(What you should do)
Please update the records from the line with "rock face, written" up to and including the line with "x=537 y=407" by changing "photograph" to "image" and leaving everything else as it is. Return only those lines.

(Data excerpts)

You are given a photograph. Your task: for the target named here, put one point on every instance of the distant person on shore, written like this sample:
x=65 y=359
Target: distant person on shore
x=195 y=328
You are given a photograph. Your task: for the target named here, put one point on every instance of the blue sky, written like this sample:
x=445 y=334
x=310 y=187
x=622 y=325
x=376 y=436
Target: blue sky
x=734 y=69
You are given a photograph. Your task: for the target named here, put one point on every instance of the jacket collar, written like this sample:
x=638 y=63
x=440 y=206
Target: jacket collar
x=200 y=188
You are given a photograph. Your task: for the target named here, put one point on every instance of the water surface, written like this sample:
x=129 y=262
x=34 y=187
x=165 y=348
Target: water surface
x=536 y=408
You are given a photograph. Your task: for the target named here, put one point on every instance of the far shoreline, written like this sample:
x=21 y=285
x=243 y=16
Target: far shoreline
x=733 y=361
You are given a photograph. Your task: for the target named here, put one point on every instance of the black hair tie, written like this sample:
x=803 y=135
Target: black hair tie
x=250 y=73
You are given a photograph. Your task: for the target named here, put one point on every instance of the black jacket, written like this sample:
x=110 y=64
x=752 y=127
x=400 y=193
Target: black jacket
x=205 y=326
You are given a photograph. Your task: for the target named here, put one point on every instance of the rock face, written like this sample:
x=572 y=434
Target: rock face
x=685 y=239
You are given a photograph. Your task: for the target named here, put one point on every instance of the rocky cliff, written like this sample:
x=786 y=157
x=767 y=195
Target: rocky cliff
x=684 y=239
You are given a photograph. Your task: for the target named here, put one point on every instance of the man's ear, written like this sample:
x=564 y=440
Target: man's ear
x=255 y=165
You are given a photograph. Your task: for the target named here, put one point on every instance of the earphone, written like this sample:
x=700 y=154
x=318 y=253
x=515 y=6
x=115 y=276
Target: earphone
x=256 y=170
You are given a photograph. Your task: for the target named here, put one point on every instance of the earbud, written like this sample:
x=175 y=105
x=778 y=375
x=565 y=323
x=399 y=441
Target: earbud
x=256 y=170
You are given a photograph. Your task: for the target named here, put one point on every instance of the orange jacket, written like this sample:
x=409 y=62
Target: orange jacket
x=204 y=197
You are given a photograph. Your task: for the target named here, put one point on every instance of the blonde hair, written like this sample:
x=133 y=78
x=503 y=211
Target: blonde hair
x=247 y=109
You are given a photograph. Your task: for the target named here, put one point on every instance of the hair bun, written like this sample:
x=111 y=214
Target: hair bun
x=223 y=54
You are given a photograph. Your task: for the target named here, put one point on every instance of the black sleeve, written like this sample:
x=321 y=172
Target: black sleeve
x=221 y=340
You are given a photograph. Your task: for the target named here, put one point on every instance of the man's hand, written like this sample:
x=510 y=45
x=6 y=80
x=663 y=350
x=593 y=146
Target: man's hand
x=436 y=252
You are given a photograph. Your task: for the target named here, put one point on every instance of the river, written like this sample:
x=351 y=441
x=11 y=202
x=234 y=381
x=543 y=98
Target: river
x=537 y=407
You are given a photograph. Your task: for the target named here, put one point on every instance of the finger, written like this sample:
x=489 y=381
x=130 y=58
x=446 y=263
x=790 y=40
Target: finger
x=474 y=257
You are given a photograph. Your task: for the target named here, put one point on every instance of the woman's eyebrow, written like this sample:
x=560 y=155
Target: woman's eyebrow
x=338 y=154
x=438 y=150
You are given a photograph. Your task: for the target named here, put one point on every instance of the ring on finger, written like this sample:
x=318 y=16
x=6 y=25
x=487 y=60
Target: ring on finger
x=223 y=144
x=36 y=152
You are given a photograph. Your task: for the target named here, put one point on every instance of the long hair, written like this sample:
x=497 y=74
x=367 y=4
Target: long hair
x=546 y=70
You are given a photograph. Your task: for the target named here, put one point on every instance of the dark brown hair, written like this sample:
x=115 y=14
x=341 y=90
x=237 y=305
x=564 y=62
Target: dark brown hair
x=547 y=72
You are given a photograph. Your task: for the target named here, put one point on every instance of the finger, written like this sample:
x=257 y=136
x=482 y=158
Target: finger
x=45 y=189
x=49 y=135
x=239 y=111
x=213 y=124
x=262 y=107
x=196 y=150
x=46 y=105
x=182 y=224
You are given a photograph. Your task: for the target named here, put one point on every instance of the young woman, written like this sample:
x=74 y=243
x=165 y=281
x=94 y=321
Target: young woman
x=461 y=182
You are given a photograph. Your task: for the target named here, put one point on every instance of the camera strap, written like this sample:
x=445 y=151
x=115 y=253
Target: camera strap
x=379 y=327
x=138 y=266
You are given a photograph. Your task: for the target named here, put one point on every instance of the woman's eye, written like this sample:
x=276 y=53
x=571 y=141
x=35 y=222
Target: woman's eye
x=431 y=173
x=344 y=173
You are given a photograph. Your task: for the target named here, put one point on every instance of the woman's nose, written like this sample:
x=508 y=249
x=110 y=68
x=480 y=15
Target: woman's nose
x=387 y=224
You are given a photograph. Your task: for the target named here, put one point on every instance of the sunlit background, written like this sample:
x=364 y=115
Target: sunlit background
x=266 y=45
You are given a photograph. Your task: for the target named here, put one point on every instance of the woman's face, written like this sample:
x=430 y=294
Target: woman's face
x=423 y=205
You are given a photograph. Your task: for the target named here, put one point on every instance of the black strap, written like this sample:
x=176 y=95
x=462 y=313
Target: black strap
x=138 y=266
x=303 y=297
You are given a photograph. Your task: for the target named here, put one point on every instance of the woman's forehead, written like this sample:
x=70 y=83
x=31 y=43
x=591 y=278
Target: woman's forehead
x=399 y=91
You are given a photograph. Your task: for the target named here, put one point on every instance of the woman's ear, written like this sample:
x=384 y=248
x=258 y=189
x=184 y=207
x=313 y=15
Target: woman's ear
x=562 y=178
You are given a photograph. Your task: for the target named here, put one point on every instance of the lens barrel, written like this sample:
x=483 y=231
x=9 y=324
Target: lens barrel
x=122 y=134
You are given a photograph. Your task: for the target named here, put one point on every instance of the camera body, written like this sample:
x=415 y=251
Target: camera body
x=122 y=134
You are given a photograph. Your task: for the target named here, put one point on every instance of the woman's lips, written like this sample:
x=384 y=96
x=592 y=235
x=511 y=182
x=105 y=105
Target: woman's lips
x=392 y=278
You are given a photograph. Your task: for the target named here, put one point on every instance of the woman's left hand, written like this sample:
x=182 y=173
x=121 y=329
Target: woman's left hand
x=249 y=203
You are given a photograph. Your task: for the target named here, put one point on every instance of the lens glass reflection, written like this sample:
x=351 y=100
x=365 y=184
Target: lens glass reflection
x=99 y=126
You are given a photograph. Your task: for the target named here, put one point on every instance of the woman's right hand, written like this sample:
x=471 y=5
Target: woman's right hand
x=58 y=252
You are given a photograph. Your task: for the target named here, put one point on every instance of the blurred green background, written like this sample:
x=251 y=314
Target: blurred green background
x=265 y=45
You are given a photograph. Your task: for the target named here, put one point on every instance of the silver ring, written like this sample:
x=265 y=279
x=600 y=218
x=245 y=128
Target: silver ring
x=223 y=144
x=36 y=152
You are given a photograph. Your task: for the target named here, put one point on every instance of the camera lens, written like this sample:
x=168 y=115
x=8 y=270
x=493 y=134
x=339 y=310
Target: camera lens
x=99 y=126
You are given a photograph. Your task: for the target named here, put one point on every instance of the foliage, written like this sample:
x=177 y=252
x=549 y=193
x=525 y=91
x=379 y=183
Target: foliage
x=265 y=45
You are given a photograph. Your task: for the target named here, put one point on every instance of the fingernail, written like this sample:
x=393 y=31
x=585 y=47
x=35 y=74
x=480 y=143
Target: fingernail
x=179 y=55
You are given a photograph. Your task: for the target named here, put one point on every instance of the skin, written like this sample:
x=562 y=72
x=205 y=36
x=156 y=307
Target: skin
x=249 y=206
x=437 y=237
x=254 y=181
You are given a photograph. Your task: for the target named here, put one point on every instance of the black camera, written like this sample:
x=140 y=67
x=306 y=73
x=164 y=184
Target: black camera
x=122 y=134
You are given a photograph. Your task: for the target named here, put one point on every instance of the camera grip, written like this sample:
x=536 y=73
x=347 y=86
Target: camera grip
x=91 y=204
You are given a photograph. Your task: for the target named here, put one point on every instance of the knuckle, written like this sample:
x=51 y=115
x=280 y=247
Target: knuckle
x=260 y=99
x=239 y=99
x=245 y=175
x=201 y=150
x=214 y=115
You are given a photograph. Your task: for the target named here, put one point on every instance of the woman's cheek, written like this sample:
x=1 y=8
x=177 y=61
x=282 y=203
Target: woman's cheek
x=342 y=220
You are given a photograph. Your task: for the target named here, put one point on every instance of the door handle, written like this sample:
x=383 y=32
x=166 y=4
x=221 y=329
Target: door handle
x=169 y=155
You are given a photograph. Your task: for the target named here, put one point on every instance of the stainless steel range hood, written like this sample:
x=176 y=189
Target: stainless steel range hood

(Answer to this task)
You are given a image. Your task: for the target named here, put one point on every instance of the rock face, written like this sample:
x=572 y=434
Target: rock face
x=685 y=239
You are given a image. Your task: for the target named here, put one point on every instance of the rocky cliff, written like this sample:
x=786 y=157
x=767 y=195
Target: rocky cliff
x=684 y=239
You are given a image. Your task: for the target named here, put one point on every instance of the man's ear, written like this sample:
x=564 y=440
Target: man's ear
x=255 y=165
You are given a image. Your task: for the target named here, put one point on every instance of the earphone, written like this sample:
x=700 y=154
x=318 y=253
x=515 y=6
x=115 y=276
Target: earphone
x=256 y=170
You are given a image. Your task: for the target named here, put one point on every instance of the earbud, written like this sample:
x=175 y=105
x=778 y=375
x=565 y=323
x=399 y=441
Target: earbud
x=256 y=170
You are given a image. Your task: for the target named here, put one point on every instance of the orange jacket, written like this sample:
x=409 y=62
Target: orange jacket
x=204 y=197
You are given a image. Your task: for the target named here, put one point on every instance of the blonde hair, written like this sample:
x=133 y=78
x=503 y=211
Target: blonde hair
x=247 y=109
You are given a image. Your task: for the target named here, put one point on every instance of the hair bun, written like this sample:
x=111 y=214
Target: hair bun
x=223 y=54
You are given a image. Your task: for the target named here, put one point on every instance of the black sleeve, written like this sample:
x=321 y=172
Target: black sleeve
x=221 y=340
You are given a image. Your task: for the target named here, put one point on every instance of the man's hand, written like this sample:
x=510 y=45
x=6 y=80
x=663 y=350
x=593 y=146
Target: man's hand
x=436 y=252
You are given a image. Your task: for the target named here, put one point on every instance of the river, written like this sample:
x=351 y=441
x=11 y=202
x=234 y=381
x=543 y=98
Target: river
x=537 y=407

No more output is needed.